• Task directions:
Your task is to output the data exactly as it stands.

• Material:
- - - - -
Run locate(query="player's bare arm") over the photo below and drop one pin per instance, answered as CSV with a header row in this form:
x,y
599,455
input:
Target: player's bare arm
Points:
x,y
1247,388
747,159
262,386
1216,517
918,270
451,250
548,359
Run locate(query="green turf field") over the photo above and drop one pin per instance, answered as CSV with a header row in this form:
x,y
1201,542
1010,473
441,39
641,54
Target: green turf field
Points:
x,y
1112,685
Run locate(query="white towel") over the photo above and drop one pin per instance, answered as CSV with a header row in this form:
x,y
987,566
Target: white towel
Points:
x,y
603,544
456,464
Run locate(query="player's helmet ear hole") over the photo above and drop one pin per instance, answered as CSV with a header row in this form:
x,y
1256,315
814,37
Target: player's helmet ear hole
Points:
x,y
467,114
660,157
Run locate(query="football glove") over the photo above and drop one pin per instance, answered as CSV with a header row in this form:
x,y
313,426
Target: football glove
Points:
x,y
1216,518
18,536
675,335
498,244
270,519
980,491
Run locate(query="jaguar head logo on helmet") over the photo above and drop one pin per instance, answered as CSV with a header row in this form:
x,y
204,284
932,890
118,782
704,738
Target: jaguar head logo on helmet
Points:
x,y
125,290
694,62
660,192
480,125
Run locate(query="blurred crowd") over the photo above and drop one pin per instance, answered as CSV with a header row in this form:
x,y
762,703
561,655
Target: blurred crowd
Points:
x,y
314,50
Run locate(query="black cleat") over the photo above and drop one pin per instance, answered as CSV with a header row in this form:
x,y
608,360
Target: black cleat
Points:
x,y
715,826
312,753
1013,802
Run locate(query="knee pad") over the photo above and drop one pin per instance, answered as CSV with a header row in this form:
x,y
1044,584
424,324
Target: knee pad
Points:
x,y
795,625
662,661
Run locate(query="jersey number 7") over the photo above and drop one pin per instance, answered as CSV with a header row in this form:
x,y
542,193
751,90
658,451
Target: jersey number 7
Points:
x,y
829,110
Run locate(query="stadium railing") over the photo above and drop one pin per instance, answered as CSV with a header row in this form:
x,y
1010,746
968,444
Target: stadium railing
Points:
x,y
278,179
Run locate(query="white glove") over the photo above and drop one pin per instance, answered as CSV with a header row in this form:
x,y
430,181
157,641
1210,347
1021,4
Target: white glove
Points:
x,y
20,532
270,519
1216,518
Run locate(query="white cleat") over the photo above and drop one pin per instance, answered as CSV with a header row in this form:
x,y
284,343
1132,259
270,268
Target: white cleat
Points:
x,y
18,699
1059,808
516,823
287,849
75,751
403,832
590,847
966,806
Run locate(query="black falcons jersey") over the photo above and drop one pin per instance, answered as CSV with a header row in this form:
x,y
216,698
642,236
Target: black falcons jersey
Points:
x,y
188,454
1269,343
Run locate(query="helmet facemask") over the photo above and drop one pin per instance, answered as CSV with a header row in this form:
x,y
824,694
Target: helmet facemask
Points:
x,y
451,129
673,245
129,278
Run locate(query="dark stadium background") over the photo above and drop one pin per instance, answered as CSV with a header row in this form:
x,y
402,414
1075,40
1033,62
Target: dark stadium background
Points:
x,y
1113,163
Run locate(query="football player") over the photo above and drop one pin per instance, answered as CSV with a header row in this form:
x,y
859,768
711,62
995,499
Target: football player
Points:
- - - - -
• Task solution:
Run locate(query="player's bare arm") over the photo below and drop one pin per instance, answered as CSV with a header row in this form:
x,y
599,455
input:
Target: player's bare arm
Points:
x,y
1247,388
747,159
262,386
1216,517
918,270
451,250
548,359
Run locate(query="green turf field") over the photo above and drop one pin per instance, answered as CSV with a header row in this form:
x,y
1201,542
1010,473
441,39
641,54
Target: green turf field
Points:
x,y
1112,685
Run locate(query="white towel") over the photo above and drop one pin per instance, answered as CSV with a header row in this form:
x,y
987,566
Target: white towel
Points:
x,y
603,544
456,464
Run locate(query="player's helmet ear hole") over the photo above and drop one pin per instance, answered as CSV with a header row in this form:
x,y
1256,315
814,37
Target: player's helmet ear hole
Points:
x,y
467,114
660,157
Run locate(query="football glove") over the photo above and drop one pin per instance, answered as CSV with a header row in this form:
x,y
313,426
Target: football glove
Points:
x,y
1216,518
18,536
675,335
498,244
270,519
980,491
Run locate(query="jaguar head logo on helmet") over the photo above and drop one pin per instance, answered as CSV with a header row in this form:
x,y
204,284
932,890
118,782
704,738
Target: jaguar head logo on helmet
Points:
x,y
125,290
694,62
660,192
480,125
Run locate(query="blurred crowd") over the photo above and drop one pin per instance, answered as CSV with a header row in this form:
x,y
762,703
561,655
Target: blurred crowd
Points:
x,y
314,50
Run locate(query="black cleat") over the photo above and drop one pin per instance, answered as CSV with a header row in this form:
x,y
608,360
Target: black cleat
Points:
x,y
715,826
312,753
1013,802
Run locate(query="knee pad") over the photo above and drop one pin per instance, answered as CSV with a header row in this form:
x,y
1044,584
424,324
Target: knee pad
Points:
x,y
795,625
662,661
Run locate(query="jersey number 7") over the photo above and drop one pin per instance, answered as CSV with a header row in this form:
x,y
542,193
751,90
658,451
Target: jersey number 7
Points:
x,y
829,110
Run locate(query="stadium railing") over the photo above and drop one pin per instance, answered as CSV with a header row in this form:
x,y
1010,746
968,444
Target: stadium railing
Points:
x,y
278,179
Run locate(query="white glove") over the photo above and drop one pin per instance, answered as CSV with a header row in this form:
x,y
430,181
157,641
1210,347
1021,4
Target: white glove
Points:
x,y
20,532
270,519
1216,518
Run locate(query="white cleat") over the photo above and drop one pin per instance, answered as CSV with a header row in this form:
x,y
284,343
1132,259
270,268
Target: white cleat
Points:
x,y
18,699
1059,808
516,823
287,849
75,751
403,832
590,847
966,806
Run locate(query="black falcons jersey") over the photo above and drop one pin per instance, answered as CSV with a header row in this form:
x,y
216,698
642,236
Target: black falcons jersey
Points:
x,y
188,454
1269,343
Run locate(query="helmet facemask") over the photo above and drop one pin per instance, answered as CSV with a header row in this form:
x,y
824,694
Target: helmet facemask
Points:
x,y
451,129
673,245
129,278
Run locate(query="dark stadium background") over the photo above and drop one pin per instance, answered as CSV with a header row in this form:
x,y
402,414
1075,40
1033,62
Target: dark stadium background
Points:
x,y
1113,163
Run locate(query="football player") over the photo above and drop one pin per instance, answered as CSV with a header row in this form:
x,y
859,768
711,62
995,499
Target: football player
Points:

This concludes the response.